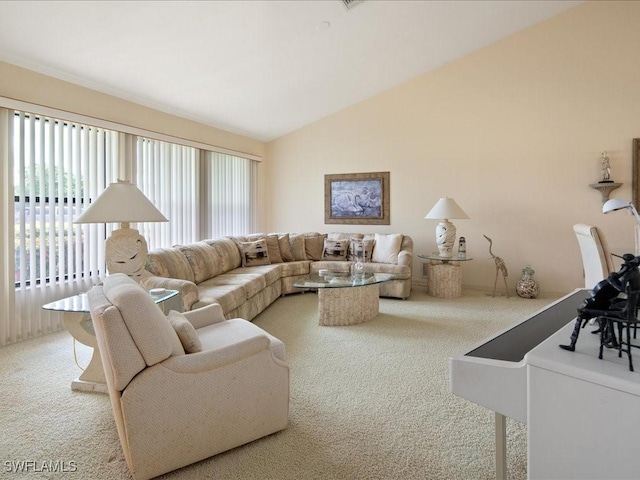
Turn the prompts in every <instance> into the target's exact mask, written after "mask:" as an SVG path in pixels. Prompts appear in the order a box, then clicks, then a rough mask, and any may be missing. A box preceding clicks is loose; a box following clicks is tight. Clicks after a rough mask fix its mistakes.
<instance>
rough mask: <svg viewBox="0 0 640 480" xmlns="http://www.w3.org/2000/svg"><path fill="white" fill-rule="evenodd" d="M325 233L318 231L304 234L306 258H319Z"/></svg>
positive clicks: (320, 256)
mask: <svg viewBox="0 0 640 480" xmlns="http://www.w3.org/2000/svg"><path fill="white" fill-rule="evenodd" d="M325 238H327V236H326V235H324V234H320V233H317V234H316V233H314V234H306V235H305V236H304V252H305V255H306V256H307V260H320V259H321V258H322V250H323V248H324V239H325Z"/></svg>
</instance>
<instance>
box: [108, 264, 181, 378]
mask: <svg viewBox="0 0 640 480" xmlns="http://www.w3.org/2000/svg"><path fill="white" fill-rule="evenodd" d="M103 290H104V295H105V297H106V298H107V299H108V300H109V301H110V302H111V303H112V304H114V305H115V306H117V307H118V309H119V310H120V313H121V315H122V319H123V320H124V323H125V324H126V326H127V329H128V330H129V333H130V334H131V338H133V341H134V342H135V344H136V346H137V347H138V350H139V351H140V353H141V354H142V357H143V358H144V361H145V363H146V364H147V366H149V367H150V366H152V365H155V364H156V363H159V362H161V361H163V360H165V359H167V358H169V357H170V356H171V355H173V353H174V351H175V349H176V342H175V340H176V339H177V340H178V343H179V342H180V340H179V339H178V335H177V334H176V332H175V331H174V330H173V327H172V326H171V323H170V322H169V319H168V318H167V317H165V315H164V313H162V310H160V307H158V305H156V303H155V302H154V301H153V299H152V298H151V296H150V295H149V294H148V293H147V292H146V291H145V290H144V289H143V288H142V287H141V286H140V285H138V284H137V283H135V282H134V281H133V280H131V279H130V278H129V277H127V276H126V275H124V274H114V275H109V276H108V277H106V278H105V280H104V286H103Z"/></svg>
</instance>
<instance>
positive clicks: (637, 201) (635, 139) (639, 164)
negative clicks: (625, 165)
mask: <svg viewBox="0 0 640 480" xmlns="http://www.w3.org/2000/svg"><path fill="white" fill-rule="evenodd" d="M631 176H632V182H631V201H632V202H633V205H634V206H635V207H636V208H640V207H639V206H640V138H634V139H633V155H632V157H631Z"/></svg>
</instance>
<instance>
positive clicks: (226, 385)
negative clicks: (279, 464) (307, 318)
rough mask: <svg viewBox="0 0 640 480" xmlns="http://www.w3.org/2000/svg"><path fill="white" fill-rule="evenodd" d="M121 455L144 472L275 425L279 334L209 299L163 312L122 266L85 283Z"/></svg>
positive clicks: (278, 396)
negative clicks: (99, 278)
mask: <svg viewBox="0 0 640 480" xmlns="http://www.w3.org/2000/svg"><path fill="white" fill-rule="evenodd" d="M88 295H89V304H90V307H91V318H92V320H93V324H94V328H95V331H96V337H97V340H98V346H99V349H100V355H101V357H102V362H103V365H104V369H105V376H106V380H107V386H108V390H109V396H110V399H111V404H112V408H113V412H114V416H115V421H116V427H117V430H118V436H119V438H120V443H121V444H122V449H123V451H124V456H125V459H126V461H127V464H128V466H129V469H130V470H131V473H132V474H133V476H134V477H135V478H136V479H137V480H142V479H148V478H152V477H155V476H158V475H161V474H163V473H166V472H169V471H171V470H174V469H177V468H180V467H183V466H185V465H189V464H191V463H194V462H197V461H199V460H202V459H205V458H207V457H210V456H212V455H215V454H217V453H220V452H223V451H225V450H229V449H231V448H234V447H237V446H240V445H243V444H245V443H247V442H251V441H253V440H256V439H258V438H261V437H263V436H265V435H269V434H272V433H274V432H277V431H278V430H281V429H283V428H285V426H286V425H287V420H288V410H289V367H288V365H287V363H286V359H285V349H284V345H283V344H282V342H281V341H280V340H278V339H276V338H275V337H273V336H271V335H269V334H268V333H266V332H265V331H263V330H262V329H260V328H259V327H258V326H256V325H254V324H253V323H251V322H248V321H246V320H243V319H232V320H225V318H224V317H223V315H222V310H221V308H220V306H219V305H217V304H212V305H209V306H207V307H203V308H201V309H198V310H193V311H191V312H187V313H184V314H180V313H177V312H170V313H169V316H168V317H167V316H165V315H164V314H163V313H162V311H161V310H160V308H159V307H158V306H157V305H156V304H155V303H154V302H153V300H152V299H151V297H150V296H149V294H148V293H147V292H146V291H145V290H144V289H143V288H142V287H140V286H139V285H138V284H137V283H136V282H135V281H133V280H131V279H130V278H129V277H127V276H126V275H124V274H115V275H111V276H108V277H107V278H106V279H105V281H104V284H103V285H99V286H96V287H94V288H92V289H91V290H90V291H89V294H88Z"/></svg>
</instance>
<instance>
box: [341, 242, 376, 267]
mask: <svg viewBox="0 0 640 480" xmlns="http://www.w3.org/2000/svg"><path fill="white" fill-rule="evenodd" d="M375 243H376V241H375V240H374V239H372V238H370V239H367V240H362V239H358V238H353V237H352V238H351V240H350V241H349V255H348V257H347V258H348V259H349V261H351V262H355V260H356V256H357V255H358V254H362V253H361V252H358V247H359V246H360V245H363V246H364V261H365V262H370V261H371V257H372V255H373V247H374V245H375Z"/></svg>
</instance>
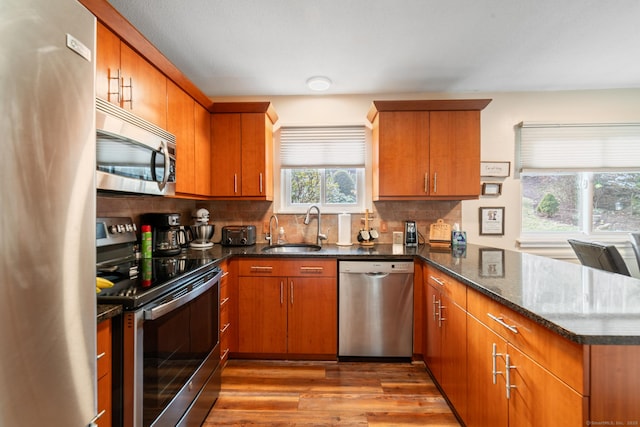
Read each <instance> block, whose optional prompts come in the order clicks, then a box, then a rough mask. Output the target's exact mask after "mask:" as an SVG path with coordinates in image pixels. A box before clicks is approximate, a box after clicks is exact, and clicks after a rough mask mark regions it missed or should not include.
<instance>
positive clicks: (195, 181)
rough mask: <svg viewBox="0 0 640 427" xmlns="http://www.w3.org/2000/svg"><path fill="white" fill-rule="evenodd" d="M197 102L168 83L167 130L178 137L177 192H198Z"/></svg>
mask: <svg viewBox="0 0 640 427" xmlns="http://www.w3.org/2000/svg"><path fill="white" fill-rule="evenodd" d="M194 106H195V102H194V101H193V99H192V98H191V97H190V96H189V95H187V94H186V93H185V92H184V91H183V90H182V89H180V88H179V87H178V86H176V85H175V84H174V83H172V82H169V84H168V85H167V107H166V108H167V130H168V131H169V132H171V133H172V134H174V135H175V137H176V193H183V194H185V193H186V194H196V168H195V167H194V166H195V161H196V157H195V133H194V132H195V109H194Z"/></svg>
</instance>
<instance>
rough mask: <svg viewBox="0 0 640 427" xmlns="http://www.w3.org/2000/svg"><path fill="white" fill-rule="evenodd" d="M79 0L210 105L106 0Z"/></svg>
mask: <svg viewBox="0 0 640 427" xmlns="http://www.w3.org/2000/svg"><path fill="white" fill-rule="evenodd" d="M79 2H80V3H81V4H82V5H83V6H84V7H86V8H87V9H89V11H90V12H91V13H93V14H94V16H95V17H96V18H97V19H98V20H99V21H100V22H102V23H103V24H104V25H105V26H106V27H107V28H109V29H110V30H111V31H113V32H114V33H115V34H117V35H118V36H119V37H120V38H121V39H122V40H123V41H124V42H125V43H126V44H128V45H129V46H130V47H131V48H132V49H133V50H134V51H136V52H137V53H138V54H140V55H141V56H142V57H143V58H145V59H146V60H147V61H149V62H150V63H152V64H153V65H154V66H155V67H156V68H157V69H158V70H160V71H161V72H162V73H163V74H164V75H165V76H167V78H168V79H170V80H171V81H173V82H174V83H175V84H176V85H178V86H179V87H180V88H181V89H182V90H184V91H185V92H187V93H188V94H189V95H190V96H191V97H192V98H193V99H195V100H196V102H198V103H199V104H200V105H202V106H203V107H204V108H206V109H209V108H210V107H211V100H210V99H209V98H208V97H207V96H206V95H205V94H204V93H202V91H201V90H200V89H198V87H197V86H196V85H194V84H193V83H192V82H191V81H190V80H189V79H188V78H187V77H186V76H185V75H184V74H183V73H182V72H181V71H180V70H179V69H178V68H177V67H176V66H175V65H173V64H172V63H171V61H169V60H168V59H167V58H166V57H165V56H164V55H163V54H162V52H160V51H159V50H158V49H157V48H156V47H155V46H154V45H153V44H152V43H151V42H150V41H149V40H147V39H146V37H145V36H144V35H142V33H140V31H138V29H137V28H136V27H134V26H133V25H132V24H131V23H130V22H129V21H127V19H126V18H125V17H124V16H122V15H121V14H120V12H118V11H117V10H116V9H115V8H114V7H113V6H112V5H111V4H109V2H107V1H106V0H79Z"/></svg>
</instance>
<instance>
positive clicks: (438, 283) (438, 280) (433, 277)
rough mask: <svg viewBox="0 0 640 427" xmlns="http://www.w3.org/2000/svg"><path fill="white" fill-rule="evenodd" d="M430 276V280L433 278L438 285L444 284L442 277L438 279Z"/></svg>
mask: <svg viewBox="0 0 640 427" xmlns="http://www.w3.org/2000/svg"><path fill="white" fill-rule="evenodd" d="M429 277H430V278H431V280H433V281H434V282H436V283H437V284H438V285H440V286H444V285H445V282H444V281H443V280H442V279H438V278H437V277H435V276H429Z"/></svg>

- - - -

§ What the task requires
Make an exact copy of the records from their first line through the line containing "positive clicks: (637, 201)", both ends included, with the pictures omitted.

§ Solution to this problem
Turn the prompts in every <instance> into the target's exact mask, written after "mask:" as an SVG path in pixels. Prompts appear in the order a box, then clicks, then a rough mask, and any may be missing. A box preceding clicks is loose; a box following clicks is tight. Clicks after a rough mask fix its mistakes.
<instance>
rough mask: <svg viewBox="0 0 640 480" xmlns="http://www.w3.org/2000/svg"><path fill="white" fill-rule="evenodd" d="M325 233L318 231L304 234L306 258H319Z"/></svg>
positive clicks: (320, 256)
mask: <svg viewBox="0 0 640 480" xmlns="http://www.w3.org/2000/svg"><path fill="white" fill-rule="evenodd" d="M325 238H327V236H326V235H324V234H320V233H317V234H316V233H314V234H306V235H305V236H304V252H305V255H306V256H307V260H320V259H321V258H322V250H323V248H324V239H325Z"/></svg>
</instance>
<instance>
box: [108, 264, 181, 378]
mask: <svg viewBox="0 0 640 480" xmlns="http://www.w3.org/2000/svg"><path fill="white" fill-rule="evenodd" d="M103 290H104V295H105V297H106V298H107V299H108V300H109V301H110V302H111V303H112V304H114V305H115V306H117V307H118V309H119V310H120V313H121V315H122V319H123V320H124V323H125V324H126V326H127V329H128V330H129V333H130V334H131V338H133V341H134V342H135V344H136V346H137V347H138V350H139V351H140V353H141V354H142V357H143V358H144V361H145V363H146V364H147V366H149V367H150V366H152V365H155V364H156V363H159V362H161V361H163V360H165V359H167V358H169V357H170V356H171V355H173V353H174V351H175V349H176V342H175V340H176V339H177V340H178V343H179V342H180V340H179V339H178V335H177V334H176V332H175V331H174V330H173V327H172V326H171V323H170V322H169V319H168V318H167V317H165V315H164V313H162V310H160V307H158V305H156V303H155V302H154V301H153V299H152V298H151V296H150V295H149V294H148V293H147V292H146V291H145V290H144V289H143V288H142V287H141V286H140V285H138V284H137V283H135V282H134V281H133V280H131V279H130V278H129V277H127V276H126V275H124V274H114V275H109V276H108V277H106V278H105V280H104V286H103Z"/></svg>
</instance>
<instance>
positive clicks: (637, 201) (635, 139) (639, 164)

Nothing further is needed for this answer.